- **Your instructions**:
Search the entries for the word "bicycle". Copy every line that holds it.

═════ Material for the task ═════

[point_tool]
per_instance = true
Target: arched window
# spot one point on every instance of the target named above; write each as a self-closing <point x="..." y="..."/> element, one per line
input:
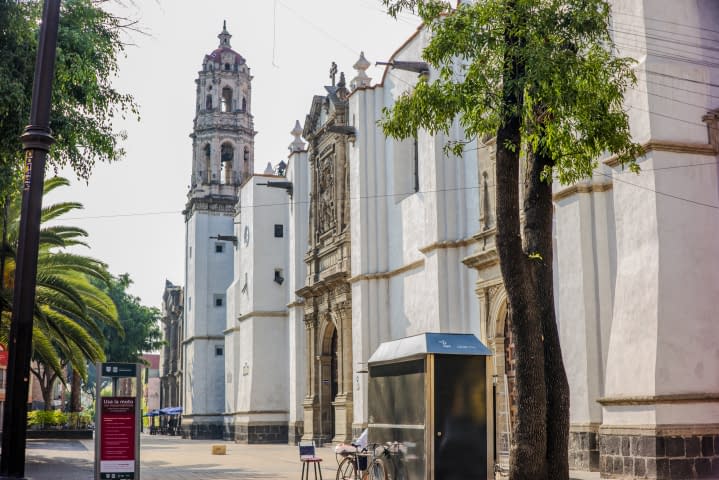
<point x="208" y="167"/>
<point x="226" y="99"/>
<point x="227" y="154"/>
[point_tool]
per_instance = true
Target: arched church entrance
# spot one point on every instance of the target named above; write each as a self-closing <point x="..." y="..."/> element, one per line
<point x="504" y="389"/>
<point x="329" y="385"/>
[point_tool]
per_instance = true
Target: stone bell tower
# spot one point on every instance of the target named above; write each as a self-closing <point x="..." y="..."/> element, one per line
<point x="222" y="160"/>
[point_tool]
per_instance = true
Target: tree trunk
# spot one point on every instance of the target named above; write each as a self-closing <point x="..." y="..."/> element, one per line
<point x="539" y="211"/>
<point x="528" y="453"/>
<point x="75" y="404"/>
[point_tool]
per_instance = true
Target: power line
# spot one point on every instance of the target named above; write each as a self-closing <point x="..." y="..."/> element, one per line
<point x="664" y="194"/>
<point x="390" y="195"/>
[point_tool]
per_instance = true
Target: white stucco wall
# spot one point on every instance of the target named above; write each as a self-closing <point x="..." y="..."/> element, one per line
<point x="298" y="218"/>
<point x="257" y="327"/>
<point x="207" y="273"/>
<point x="407" y="246"/>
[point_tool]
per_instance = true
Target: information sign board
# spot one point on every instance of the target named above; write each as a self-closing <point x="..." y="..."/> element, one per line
<point x="117" y="438"/>
<point x="119" y="370"/>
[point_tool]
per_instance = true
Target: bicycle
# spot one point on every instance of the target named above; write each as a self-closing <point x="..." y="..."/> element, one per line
<point x="389" y="463"/>
<point x="353" y="465"/>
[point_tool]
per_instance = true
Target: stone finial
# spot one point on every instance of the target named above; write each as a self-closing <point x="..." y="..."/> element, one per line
<point x="224" y="35"/>
<point x="297" y="144"/>
<point x="361" y="80"/>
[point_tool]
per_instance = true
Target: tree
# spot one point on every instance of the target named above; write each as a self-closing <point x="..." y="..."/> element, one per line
<point x="543" y="78"/>
<point x="70" y="310"/>
<point x="140" y="330"/>
<point x="84" y="102"/>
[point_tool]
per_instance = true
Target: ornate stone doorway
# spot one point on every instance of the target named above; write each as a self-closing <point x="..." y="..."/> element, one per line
<point x="328" y="383"/>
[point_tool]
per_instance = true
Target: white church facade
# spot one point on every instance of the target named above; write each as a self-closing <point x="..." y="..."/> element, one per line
<point x="381" y="239"/>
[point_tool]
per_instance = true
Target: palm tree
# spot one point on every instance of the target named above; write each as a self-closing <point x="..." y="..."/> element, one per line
<point x="69" y="310"/>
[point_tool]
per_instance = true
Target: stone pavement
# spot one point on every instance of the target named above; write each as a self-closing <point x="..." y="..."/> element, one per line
<point x="177" y="459"/>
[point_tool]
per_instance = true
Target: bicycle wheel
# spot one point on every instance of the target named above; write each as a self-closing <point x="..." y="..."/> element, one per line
<point x="377" y="470"/>
<point x="347" y="469"/>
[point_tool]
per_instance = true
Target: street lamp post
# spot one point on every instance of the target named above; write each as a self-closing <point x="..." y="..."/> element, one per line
<point x="36" y="142"/>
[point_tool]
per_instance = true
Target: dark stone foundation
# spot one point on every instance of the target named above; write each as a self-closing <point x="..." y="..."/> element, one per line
<point x="203" y="431"/>
<point x="270" y="433"/>
<point x="659" y="457"/>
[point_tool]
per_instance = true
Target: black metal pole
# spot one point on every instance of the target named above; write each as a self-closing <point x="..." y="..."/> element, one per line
<point x="36" y="142"/>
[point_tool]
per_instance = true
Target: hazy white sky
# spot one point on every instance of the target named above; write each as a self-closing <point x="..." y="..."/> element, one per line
<point x="132" y="208"/>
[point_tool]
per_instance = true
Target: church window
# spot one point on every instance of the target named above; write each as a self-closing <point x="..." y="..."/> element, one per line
<point x="208" y="168"/>
<point x="226" y="105"/>
<point x="415" y="153"/>
<point x="405" y="161"/>
<point x="227" y="155"/>
<point x="278" y="276"/>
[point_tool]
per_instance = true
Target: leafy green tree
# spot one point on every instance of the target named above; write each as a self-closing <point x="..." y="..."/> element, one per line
<point x="84" y="102"/>
<point x="140" y="324"/>
<point x="70" y="310"/>
<point x="542" y="77"/>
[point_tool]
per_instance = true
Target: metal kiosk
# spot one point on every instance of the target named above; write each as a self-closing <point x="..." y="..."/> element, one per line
<point x="428" y="401"/>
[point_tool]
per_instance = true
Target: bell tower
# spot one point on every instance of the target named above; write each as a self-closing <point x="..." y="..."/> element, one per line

═════

- **Task output**:
Target: bicycle
Target: bicycle wheel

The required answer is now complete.